[Provided material Boundary: Start]

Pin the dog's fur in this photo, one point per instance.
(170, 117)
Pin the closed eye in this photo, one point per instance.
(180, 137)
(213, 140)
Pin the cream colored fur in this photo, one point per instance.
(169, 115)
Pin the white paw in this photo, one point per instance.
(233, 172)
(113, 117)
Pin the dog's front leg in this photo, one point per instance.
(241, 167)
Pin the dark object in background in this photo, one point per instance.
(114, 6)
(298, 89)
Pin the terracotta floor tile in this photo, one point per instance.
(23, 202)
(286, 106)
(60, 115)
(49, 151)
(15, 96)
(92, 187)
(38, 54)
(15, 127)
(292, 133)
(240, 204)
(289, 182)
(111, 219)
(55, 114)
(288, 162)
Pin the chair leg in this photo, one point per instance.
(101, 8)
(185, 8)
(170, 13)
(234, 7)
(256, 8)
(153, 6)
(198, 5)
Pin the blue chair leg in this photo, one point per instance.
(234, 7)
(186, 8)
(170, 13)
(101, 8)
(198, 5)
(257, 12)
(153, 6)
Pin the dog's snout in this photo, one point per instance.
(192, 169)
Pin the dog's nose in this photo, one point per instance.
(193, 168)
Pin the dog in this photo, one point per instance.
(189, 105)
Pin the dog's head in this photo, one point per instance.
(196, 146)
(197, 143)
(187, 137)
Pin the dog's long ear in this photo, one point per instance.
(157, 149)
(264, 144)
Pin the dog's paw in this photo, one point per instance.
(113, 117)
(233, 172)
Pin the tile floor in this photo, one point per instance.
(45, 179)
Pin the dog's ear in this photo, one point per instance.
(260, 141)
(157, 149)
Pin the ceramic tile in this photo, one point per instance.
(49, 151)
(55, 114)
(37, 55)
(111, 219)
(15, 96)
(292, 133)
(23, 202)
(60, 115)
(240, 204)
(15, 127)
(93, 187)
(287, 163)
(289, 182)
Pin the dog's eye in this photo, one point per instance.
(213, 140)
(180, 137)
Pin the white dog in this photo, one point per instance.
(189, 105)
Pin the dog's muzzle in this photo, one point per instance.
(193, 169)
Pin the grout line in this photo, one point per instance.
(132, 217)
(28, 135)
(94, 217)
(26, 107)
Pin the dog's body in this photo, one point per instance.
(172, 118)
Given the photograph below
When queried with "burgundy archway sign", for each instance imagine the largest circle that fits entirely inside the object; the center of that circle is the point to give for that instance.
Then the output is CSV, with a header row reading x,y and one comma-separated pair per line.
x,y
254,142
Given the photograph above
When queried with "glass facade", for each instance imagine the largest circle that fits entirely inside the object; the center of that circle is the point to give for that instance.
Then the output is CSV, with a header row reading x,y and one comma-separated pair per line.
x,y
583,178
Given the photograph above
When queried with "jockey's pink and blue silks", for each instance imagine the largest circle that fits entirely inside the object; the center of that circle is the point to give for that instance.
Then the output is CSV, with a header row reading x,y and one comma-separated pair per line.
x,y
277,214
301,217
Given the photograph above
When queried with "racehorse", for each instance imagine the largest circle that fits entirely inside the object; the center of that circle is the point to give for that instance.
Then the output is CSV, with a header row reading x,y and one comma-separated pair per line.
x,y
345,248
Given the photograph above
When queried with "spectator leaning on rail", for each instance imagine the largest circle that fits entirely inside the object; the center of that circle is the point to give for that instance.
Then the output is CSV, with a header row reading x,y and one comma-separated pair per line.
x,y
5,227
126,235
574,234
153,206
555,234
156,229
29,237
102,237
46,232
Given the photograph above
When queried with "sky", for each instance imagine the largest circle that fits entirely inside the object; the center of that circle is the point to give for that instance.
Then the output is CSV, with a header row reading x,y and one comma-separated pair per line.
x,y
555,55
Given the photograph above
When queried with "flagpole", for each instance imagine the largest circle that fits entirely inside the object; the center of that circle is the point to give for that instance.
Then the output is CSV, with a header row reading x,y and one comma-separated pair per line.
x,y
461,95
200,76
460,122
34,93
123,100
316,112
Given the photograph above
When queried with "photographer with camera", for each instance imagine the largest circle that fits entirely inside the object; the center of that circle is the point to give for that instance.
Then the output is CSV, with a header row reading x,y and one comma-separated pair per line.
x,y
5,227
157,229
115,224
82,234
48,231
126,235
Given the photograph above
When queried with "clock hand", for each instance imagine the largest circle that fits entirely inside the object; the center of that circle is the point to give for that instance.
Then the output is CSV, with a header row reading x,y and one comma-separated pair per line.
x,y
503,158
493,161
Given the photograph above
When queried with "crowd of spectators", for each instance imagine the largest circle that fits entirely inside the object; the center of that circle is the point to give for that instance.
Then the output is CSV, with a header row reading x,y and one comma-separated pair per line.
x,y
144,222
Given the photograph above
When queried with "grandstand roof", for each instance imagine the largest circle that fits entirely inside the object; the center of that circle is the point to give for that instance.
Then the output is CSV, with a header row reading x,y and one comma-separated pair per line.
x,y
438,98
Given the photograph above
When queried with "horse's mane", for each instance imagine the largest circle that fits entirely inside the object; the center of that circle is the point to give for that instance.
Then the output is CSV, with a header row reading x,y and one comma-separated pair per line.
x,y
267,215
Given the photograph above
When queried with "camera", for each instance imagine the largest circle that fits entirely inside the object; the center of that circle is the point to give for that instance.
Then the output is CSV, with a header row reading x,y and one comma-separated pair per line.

[Provided material Boundary: End]

Filter the records above for the string "camera" and copy each matching line.

When queried with "photographer with camera", for each instance imagine the largest circle that fits entirely inside the object; the center of that circle is the point to give for that instance.
When queried with "camera", for each instance imagine the largest circle that fits entirely inside the object; the center of that circle is the point to give for that instance.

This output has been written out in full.